* **Aim of the task**: Among the entries below, find the line with "Target: dense forest", then quote it and each following line up to and including the line with "In the photo above, where can the sky", and nothing else.

* **Listed entries**:
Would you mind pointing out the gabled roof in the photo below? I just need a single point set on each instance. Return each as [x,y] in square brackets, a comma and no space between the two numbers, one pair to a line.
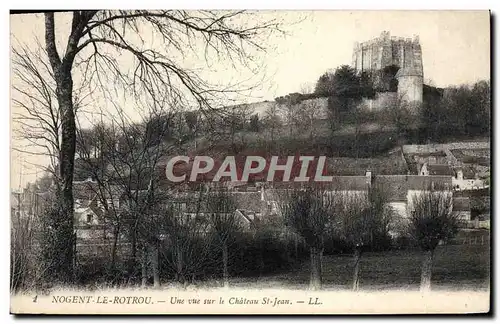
[461,204]
[440,169]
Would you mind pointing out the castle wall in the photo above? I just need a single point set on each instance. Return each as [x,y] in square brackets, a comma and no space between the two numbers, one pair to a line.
[386,50]
[381,101]
[411,88]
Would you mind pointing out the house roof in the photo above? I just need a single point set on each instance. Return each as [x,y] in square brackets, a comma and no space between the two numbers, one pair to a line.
[468,171]
[440,169]
[461,204]
[84,190]
[395,186]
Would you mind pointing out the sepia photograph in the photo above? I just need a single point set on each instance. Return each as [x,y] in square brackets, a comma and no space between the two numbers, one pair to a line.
[250,162]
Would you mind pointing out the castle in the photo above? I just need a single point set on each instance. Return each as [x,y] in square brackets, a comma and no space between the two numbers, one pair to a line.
[404,54]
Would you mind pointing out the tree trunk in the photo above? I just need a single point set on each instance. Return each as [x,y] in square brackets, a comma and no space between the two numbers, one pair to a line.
[64,94]
[155,266]
[425,281]
[144,268]
[133,251]
[180,266]
[225,272]
[296,243]
[357,259]
[115,245]
[315,281]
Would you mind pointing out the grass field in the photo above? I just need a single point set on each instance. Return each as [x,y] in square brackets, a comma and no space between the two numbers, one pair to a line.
[456,267]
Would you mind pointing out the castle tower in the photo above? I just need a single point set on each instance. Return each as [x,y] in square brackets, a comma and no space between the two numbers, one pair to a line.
[404,53]
[411,75]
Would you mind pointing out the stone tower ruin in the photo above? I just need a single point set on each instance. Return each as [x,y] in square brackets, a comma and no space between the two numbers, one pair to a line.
[405,54]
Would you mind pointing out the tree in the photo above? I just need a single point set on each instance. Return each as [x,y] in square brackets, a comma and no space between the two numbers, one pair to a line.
[432,220]
[365,219]
[254,125]
[97,38]
[272,121]
[308,212]
[400,115]
[224,223]
[308,112]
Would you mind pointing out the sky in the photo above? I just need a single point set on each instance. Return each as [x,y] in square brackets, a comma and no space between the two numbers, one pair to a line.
[455,50]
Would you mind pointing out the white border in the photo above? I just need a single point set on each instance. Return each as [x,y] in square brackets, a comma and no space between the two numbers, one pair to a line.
[218,4]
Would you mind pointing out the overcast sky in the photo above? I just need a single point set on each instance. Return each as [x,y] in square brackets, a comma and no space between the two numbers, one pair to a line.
[455,48]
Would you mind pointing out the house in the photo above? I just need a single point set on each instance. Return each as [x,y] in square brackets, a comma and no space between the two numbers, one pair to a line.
[465,178]
[436,169]
[461,207]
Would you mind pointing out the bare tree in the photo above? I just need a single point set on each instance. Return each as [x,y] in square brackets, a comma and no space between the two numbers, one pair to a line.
[188,231]
[224,223]
[364,218]
[308,112]
[400,115]
[97,38]
[431,221]
[308,212]
[272,121]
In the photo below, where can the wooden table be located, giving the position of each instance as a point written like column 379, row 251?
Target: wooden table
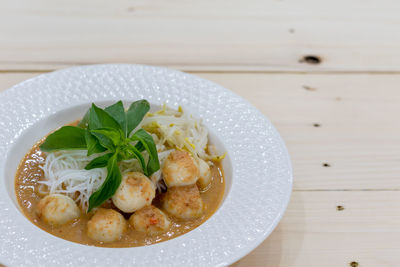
column 327, row 74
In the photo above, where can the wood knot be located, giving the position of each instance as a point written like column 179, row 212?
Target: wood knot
column 311, row 59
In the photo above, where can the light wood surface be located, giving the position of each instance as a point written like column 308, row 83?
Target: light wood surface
column 208, row 35
column 341, row 113
column 362, row 148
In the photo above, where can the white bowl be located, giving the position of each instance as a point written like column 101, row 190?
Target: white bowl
column 257, row 169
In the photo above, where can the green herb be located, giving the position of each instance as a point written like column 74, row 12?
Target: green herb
column 109, row 131
column 67, row 137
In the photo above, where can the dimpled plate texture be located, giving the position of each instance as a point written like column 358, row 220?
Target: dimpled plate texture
column 261, row 180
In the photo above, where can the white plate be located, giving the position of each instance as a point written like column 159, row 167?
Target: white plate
column 257, row 169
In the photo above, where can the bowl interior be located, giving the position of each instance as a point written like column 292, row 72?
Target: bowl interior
column 43, row 127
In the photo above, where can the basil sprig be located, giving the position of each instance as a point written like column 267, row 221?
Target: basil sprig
column 108, row 130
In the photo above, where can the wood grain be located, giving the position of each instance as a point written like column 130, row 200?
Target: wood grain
column 261, row 35
column 357, row 116
column 314, row 233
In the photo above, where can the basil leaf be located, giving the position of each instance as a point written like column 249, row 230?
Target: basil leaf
column 147, row 141
column 108, row 137
column 110, row 185
column 134, row 153
column 98, row 118
column 135, row 114
column 99, row 162
column 139, row 146
column 84, row 123
column 93, row 145
column 117, row 111
column 67, row 137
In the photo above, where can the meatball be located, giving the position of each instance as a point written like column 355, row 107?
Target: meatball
column 135, row 192
column 106, row 225
column 183, row 202
column 150, row 220
column 180, row 169
column 205, row 174
column 57, row 209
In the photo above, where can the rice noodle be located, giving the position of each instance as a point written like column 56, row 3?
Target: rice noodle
column 64, row 170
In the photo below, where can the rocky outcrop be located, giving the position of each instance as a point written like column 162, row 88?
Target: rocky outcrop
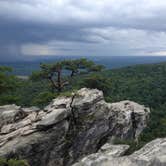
column 152, row 154
column 69, row 128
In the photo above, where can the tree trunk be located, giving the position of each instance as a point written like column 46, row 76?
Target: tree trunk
column 72, row 73
column 59, row 82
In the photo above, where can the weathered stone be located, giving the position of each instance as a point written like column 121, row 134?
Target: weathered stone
column 152, row 154
column 70, row 128
column 10, row 114
column 52, row 118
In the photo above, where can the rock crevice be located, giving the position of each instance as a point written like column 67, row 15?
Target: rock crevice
column 69, row 128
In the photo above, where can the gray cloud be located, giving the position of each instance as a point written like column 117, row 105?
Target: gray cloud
column 109, row 27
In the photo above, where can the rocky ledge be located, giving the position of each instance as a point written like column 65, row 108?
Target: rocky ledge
column 70, row 128
column 152, row 154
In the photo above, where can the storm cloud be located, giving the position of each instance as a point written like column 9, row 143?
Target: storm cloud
column 72, row 27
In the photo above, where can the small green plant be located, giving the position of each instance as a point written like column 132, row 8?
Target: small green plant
column 13, row 162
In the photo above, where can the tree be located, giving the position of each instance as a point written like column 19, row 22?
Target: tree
column 59, row 73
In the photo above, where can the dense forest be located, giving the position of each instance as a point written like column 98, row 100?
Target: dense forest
column 145, row 84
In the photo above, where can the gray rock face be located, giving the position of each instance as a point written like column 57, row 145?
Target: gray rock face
column 69, row 128
column 152, row 154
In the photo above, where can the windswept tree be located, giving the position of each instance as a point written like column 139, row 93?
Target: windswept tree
column 60, row 73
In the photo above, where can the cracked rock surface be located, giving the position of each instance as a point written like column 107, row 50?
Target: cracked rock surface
column 69, row 128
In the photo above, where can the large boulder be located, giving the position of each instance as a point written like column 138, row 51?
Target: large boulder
column 69, row 128
column 152, row 154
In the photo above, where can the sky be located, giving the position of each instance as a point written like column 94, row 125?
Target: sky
column 40, row 28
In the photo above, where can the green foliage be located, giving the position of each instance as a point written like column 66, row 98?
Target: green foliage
column 13, row 162
column 145, row 84
column 54, row 72
column 43, row 98
column 97, row 81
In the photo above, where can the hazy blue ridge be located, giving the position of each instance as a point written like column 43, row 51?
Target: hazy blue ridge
column 26, row 67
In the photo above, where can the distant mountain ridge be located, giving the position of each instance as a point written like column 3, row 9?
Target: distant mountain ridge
column 27, row 67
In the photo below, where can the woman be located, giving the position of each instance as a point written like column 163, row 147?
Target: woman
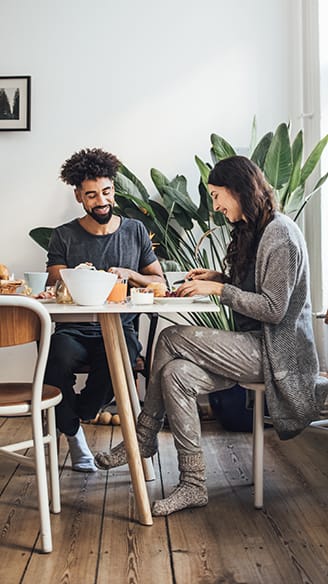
column 266, row 283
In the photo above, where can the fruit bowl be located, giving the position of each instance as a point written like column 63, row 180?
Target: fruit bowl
column 88, row 287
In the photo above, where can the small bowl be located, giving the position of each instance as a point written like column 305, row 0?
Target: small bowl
column 142, row 296
column 88, row 287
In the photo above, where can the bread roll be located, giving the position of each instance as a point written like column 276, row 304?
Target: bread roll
column 4, row 272
column 159, row 288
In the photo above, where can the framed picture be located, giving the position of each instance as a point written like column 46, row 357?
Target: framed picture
column 15, row 97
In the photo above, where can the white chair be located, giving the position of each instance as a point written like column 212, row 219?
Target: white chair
column 25, row 320
column 258, row 441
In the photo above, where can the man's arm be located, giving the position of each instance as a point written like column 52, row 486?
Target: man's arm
column 151, row 273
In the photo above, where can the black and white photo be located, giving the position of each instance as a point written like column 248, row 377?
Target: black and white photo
column 15, row 103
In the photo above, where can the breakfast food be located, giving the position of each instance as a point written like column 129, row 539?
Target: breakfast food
column 159, row 289
column 4, row 272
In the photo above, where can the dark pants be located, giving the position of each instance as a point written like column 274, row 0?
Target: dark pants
column 71, row 350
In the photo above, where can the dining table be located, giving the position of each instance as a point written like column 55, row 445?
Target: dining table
column 124, row 387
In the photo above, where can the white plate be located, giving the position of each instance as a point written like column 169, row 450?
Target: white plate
column 179, row 299
column 47, row 300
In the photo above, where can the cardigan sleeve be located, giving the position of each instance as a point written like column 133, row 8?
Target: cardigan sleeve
column 277, row 266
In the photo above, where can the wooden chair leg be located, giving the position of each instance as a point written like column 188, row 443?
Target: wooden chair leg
column 53, row 462
column 258, row 448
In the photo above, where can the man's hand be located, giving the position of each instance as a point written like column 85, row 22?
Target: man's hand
column 201, row 287
column 123, row 273
column 203, row 274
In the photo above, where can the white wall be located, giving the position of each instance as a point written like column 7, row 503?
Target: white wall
column 146, row 80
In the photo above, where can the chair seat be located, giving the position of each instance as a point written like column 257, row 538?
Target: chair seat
column 254, row 386
column 20, row 395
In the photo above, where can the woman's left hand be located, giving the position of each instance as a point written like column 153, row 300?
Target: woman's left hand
column 200, row 287
column 123, row 273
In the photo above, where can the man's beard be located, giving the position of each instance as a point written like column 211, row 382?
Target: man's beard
column 101, row 219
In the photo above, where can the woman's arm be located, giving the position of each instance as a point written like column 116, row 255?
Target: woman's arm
column 279, row 267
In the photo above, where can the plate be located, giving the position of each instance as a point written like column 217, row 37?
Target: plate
column 47, row 300
column 179, row 300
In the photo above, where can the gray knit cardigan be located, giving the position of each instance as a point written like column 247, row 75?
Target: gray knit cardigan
column 294, row 391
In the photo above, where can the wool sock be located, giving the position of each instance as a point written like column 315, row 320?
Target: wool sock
column 147, row 430
column 191, row 490
column 81, row 456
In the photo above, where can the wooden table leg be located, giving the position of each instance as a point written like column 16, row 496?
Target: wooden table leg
column 111, row 327
column 134, row 398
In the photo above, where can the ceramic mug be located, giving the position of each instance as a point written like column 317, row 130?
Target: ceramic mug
column 36, row 281
column 119, row 291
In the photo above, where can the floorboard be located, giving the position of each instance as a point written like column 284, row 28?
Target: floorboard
column 98, row 540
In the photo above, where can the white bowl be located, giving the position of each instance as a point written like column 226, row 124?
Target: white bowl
column 88, row 287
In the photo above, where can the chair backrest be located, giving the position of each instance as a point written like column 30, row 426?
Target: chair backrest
column 18, row 325
column 23, row 320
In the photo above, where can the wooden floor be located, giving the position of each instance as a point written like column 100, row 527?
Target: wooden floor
column 97, row 539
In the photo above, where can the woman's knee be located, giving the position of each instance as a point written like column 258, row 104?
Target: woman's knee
column 176, row 378
column 64, row 350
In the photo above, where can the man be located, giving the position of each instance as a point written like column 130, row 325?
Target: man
column 110, row 243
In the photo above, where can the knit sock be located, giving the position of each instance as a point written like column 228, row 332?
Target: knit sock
column 191, row 490
column 147, row 430
column 81, row 456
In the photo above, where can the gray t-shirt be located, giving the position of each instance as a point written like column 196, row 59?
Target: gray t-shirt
column 128, row 247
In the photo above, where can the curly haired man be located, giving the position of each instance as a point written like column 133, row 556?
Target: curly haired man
column 110, row 243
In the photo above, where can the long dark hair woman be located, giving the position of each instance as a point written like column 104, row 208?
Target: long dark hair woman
column 266, row 283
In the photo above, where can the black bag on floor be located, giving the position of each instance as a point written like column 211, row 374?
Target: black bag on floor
column 232, row 409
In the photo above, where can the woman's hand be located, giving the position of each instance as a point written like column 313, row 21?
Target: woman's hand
column 123, row 273
column 203, row 274
column 200, row 287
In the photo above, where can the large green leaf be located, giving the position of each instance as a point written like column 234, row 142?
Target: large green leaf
column 261, row 150
column 42, row 235
column 294, row 201
column 159, row 179
column 142, row 205
column 140, row 190
column 278, row 161
column 203, row 209
column 204, row 170
column 313, row 159
column 297, row 155
column 221, row 147
column 253, row 136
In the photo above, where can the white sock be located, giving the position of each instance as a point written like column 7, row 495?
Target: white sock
column 81, row 456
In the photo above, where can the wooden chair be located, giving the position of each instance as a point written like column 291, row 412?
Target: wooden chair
column 25, row 320
column 258, row 441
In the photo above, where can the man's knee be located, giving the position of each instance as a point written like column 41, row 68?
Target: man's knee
column 175, row 378
column 63, row 350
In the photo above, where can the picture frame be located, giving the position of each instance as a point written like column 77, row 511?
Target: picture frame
column 15, row 103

* **Completed exercise**:
Target: dense forest
column 145, row 84
In the photo above, where can the gray rock face be located, giving the position of each instance as a point written like column 57, row 145?
Target: gray rock face
column 69, row 128
column 152, row 154
In the photo above, where can the windswept tree be located, giving the position of each instance as a point written like column 139, row 93?
Target: windswept tree
column 60, row 73
In the photo above, where can the cracked rock surface be located, giving the position of each instance as a point written like column 107, row 50?
Target: cracked rock surface
column 69, row 128
In the photo above, where can the large boulder be located, giving the position of each instance as a point written like column 138, row 51?
Target: large boulder
column 69, row 128
column 152, row 154
In the photo above, where can the sky be located, giving the position of each instance as a point written like column 94, row 125?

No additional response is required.